Raw records:
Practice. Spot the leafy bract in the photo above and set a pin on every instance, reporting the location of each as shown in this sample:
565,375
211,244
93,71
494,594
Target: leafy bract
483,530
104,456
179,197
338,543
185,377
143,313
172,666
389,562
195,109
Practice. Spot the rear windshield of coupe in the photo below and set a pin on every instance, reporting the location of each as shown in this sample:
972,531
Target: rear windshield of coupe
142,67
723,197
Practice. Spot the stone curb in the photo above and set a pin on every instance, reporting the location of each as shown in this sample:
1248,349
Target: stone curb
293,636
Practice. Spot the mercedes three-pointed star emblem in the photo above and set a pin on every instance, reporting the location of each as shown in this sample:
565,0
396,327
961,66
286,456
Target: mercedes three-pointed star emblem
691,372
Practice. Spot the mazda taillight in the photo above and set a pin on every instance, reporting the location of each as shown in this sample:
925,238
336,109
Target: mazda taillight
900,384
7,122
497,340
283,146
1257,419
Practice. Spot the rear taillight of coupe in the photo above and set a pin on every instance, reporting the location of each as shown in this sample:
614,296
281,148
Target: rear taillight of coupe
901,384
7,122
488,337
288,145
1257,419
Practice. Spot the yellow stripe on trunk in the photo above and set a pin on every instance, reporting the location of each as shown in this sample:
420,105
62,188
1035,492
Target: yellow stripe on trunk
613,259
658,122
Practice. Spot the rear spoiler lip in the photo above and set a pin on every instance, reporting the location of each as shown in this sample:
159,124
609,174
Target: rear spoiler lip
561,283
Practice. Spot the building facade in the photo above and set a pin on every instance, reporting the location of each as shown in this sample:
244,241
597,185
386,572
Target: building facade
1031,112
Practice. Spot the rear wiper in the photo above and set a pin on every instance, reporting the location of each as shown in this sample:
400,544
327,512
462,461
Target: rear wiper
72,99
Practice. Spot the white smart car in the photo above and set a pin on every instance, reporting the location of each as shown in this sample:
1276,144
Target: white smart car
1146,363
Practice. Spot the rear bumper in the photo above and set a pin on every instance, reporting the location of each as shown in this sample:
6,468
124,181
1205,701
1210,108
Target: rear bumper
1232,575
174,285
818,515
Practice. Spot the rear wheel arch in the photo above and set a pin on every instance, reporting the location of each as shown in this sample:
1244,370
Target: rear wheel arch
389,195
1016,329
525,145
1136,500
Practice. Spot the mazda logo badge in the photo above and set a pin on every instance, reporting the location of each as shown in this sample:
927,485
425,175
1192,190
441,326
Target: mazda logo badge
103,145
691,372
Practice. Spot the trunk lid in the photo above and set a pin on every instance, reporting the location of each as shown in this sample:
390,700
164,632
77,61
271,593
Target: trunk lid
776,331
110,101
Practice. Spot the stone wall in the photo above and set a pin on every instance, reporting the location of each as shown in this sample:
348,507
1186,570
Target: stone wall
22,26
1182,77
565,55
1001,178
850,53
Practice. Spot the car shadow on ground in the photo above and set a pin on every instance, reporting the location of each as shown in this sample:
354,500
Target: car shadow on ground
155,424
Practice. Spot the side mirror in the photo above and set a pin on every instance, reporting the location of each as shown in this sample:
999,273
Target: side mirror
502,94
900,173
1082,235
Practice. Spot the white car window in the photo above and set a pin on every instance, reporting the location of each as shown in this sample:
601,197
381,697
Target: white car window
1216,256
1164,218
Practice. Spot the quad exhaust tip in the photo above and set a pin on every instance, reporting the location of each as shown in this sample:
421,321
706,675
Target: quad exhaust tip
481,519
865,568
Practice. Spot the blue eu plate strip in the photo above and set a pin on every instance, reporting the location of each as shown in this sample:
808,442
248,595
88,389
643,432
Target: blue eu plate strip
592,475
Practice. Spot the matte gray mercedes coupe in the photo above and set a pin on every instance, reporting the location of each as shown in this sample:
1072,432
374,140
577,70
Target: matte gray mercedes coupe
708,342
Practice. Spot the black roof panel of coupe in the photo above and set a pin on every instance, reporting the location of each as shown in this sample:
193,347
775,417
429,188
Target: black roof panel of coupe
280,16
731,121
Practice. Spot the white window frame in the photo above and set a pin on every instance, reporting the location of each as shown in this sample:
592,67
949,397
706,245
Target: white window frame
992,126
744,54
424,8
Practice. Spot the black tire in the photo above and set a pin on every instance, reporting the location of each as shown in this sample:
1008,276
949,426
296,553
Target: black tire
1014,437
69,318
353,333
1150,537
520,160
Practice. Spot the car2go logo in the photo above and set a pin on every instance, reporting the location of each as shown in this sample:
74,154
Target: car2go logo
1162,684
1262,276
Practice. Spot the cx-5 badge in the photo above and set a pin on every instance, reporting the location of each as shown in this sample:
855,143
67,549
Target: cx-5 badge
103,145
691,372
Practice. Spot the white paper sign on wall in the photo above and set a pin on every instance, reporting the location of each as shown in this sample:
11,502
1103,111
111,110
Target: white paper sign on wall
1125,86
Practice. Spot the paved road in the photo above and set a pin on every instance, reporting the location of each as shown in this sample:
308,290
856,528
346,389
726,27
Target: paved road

### Task prompt
Update the part of the listing starting at the line containing "Practice. Spot the white paper" and ending at the end of the listing, changing "paved road" to "asphalt road" and leaving everything else untouched. Give only those lines.

### Written response
Practice. Spot the white paper sign on wall in the photo above and set a pin on every instance, reporting the location of each as shown in this sample:
11,502
1103,111
111,110
Target: white paper sign on wall
1125,86
Practice. Spot the asphalt road in the photo above and set a pin on every instance, reporting the location of each as shown in this sample:
308,290
856,528
346,389
726,27
Target: asphalt road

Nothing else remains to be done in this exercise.